**À FAIRE:**
Indiquez, s'il vous plaît, si chacune des affirmations ci-après concorde avec le texte fourni plus bas, en répondant par oui ou non et en citant tels quels les mots du texte qui tranchent.
1. Le comité régional de reconnaissance des maladies professionnelles a rendu un avis favorable le 31 août 2018.
2. Lors de la consolidation, le taux d'incapacité permanente partielle a été fixé à 20 %.
3. La pathologie de l'assurée figurait dans un tableau de maladie professionnelle.

**TEXTE FOURNI:**
★ ★ ★

Le 8 juin 2017, madame [V] [Z] a établi une déclaration de maladie professionnelle accompagnée d’un certificat médical initial du 2 décembre 2016, faisant état des constatations médicales suivantes : « Stress au travail – état anxiodépressif ».
La caisse primaire d’assurance maladie du Rhône a mené une enquête et notamment recueilli l’avis du médecin-conseil, qui a estimé que l’assurée présentait bien la pathologie figurant sur le certificat médical initial, que cette pathologie ne figurait pas dans un tableau de maladie professionnelle, que le taux d’IPP prévisible était égal ou supérieur à 25 % et que la date de première constatation médicale était fixée au 1er décembre 2016.
A l’issue de cette enquête, la caisse a recueilli l’avis du comité régional de reconnaissance des maladies professionnelles de [Localité 6] Rhône-Alpes, en application des dispositions de l’article L.461-1 du Code de la Sécurité Sociale.
Le 31 août 2018, le comité régional de reconnaissance des maladies professionnelles [Localité 6] Rhône-Alpes a rendu un avis favorable à la reconnaissance du caractère professionnel de la maladie déclarée.
Le 4 septembre 2018, la caisse primaire d’assurance maladie du Rhône a donc notifié à madame [V] [Z] la prise en charge de la pathologie déclarée au titre de la législation professionnelle.
L’état de santé de madame [V] [Z] a été déclaré consolidé le 25 septembre 2018 avec fixation d’un taux d’incapacité permanente partielle de 10 %, révisé à 20 % selon jugement du pôle social du tribunal judiciaire de Lyon du 10 mars 2023.
Le 22 janvier 2020, madame [V] [Z] a saisi la caisse primaire d’assurance maladie d’une demande de conciliation dans le cadre de la procédure en reconnaissance de la faute inexcusable de l’employeur.
En l’absence de conciliation, madame [V] [Z] a saisi le pôle social du tribunal judiciaire de Lyon d’une action en reconnaissance de la faute inexcusable de la caisse primaire d’assurance maladie du Rhône, par requête réceptionnée le 10 mai 2021.
Aux termes de ses conclusions déposées et soutenues oralement lors de l’audience du 11 septembre 2024, madame [V] [Z] demande au tribunal de juger que la maladie professionnelle du 2 décembre 2016 est imputable à la faute inexcusable de la caisse primaire d’assurance maladie du Rhône, son employeur, et d’ordonner en conséquence la majoration de la rente d’incapacité permanente partielle au taux maximum. Avant dire droit sur l’indemnisation de ses préjudices, elle demande au tribunal d’ordonner une expertise médicale et de lui allouer une provision de 10.000 euros, outre la condamnation de la caisse primaire d’assurance maladie du Rhône à lui payer la somme de 2 500 euros au titre de l’article 700 du code de procédure civile.

★ ★ ★

**ENREGISTREMENTS FOURNIS:**
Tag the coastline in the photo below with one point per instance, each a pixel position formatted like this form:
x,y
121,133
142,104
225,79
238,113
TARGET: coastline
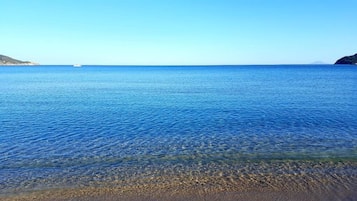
x,y
303,181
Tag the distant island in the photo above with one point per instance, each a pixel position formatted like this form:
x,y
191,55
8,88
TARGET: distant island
x,y
348,60
5,60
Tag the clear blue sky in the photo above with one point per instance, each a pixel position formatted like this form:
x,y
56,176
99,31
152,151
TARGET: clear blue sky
x,y
178,31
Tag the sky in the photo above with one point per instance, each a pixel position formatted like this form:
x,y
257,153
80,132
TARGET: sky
x,y
178,32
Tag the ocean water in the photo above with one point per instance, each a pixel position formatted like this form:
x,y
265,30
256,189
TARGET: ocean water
x,y
67,127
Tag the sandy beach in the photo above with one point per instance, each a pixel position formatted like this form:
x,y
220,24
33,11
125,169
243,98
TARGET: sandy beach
x,y
329,184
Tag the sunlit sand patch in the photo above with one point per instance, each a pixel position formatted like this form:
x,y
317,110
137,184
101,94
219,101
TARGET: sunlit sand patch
x,y
289,181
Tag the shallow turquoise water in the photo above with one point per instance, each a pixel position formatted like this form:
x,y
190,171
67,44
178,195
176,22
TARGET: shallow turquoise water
x,y
60,123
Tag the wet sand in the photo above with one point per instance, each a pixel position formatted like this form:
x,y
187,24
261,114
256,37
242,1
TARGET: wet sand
x,y
313,183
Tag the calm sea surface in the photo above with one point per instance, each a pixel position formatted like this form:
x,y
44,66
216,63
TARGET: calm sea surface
x,y
62,126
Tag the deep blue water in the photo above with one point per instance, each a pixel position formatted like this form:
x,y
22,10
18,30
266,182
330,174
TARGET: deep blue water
x,y
59,121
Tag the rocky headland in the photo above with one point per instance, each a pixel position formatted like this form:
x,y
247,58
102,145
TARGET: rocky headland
x,y
5,60
352,60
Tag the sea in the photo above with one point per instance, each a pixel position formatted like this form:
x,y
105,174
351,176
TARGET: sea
x,y
94,126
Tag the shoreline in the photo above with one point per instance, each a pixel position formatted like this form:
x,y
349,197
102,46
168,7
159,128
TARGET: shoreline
x,y
316,181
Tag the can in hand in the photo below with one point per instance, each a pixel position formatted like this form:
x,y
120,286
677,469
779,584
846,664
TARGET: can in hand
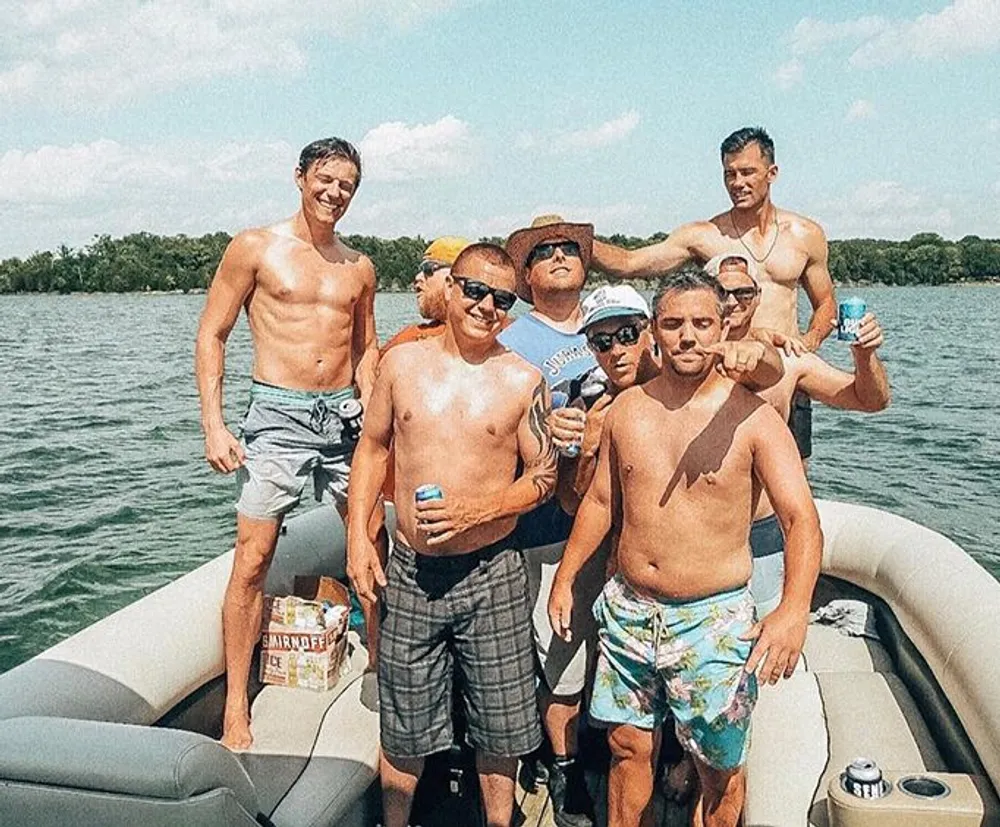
x,y
428,491
351,418
849,317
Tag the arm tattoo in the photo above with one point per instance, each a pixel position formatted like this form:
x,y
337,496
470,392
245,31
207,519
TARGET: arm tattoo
x,y
543,467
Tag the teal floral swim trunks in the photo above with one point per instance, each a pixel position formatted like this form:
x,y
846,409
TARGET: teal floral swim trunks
x,y
686,658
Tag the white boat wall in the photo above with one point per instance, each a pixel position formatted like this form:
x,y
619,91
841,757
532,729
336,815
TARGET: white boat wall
x,y
115,725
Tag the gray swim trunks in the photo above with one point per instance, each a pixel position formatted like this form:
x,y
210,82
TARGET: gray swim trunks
x,y
292,436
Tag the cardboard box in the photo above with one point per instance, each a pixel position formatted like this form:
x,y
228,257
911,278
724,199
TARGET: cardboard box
x,y
296,649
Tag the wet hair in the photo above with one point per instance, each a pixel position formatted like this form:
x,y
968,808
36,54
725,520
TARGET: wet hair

★ ★ ★

**CORRIGÉ:**
1. Oui : « Le 31 août 2018, le comité régional de reconnaissance des maladies professionnelles [Localité 6] Rhône-Alpes a rendu un avis favorable ».
2. Non : « fixation d’un taux d’incapacité permanente partielle de 10 %, révisé à 20 % selon jugement du pôle social du tribunal judiciaire de Lyon du 10 mars 2023 ».
3. Non : « cette pathologie ne figurait pas dans un tableau de maladie professionnelle ».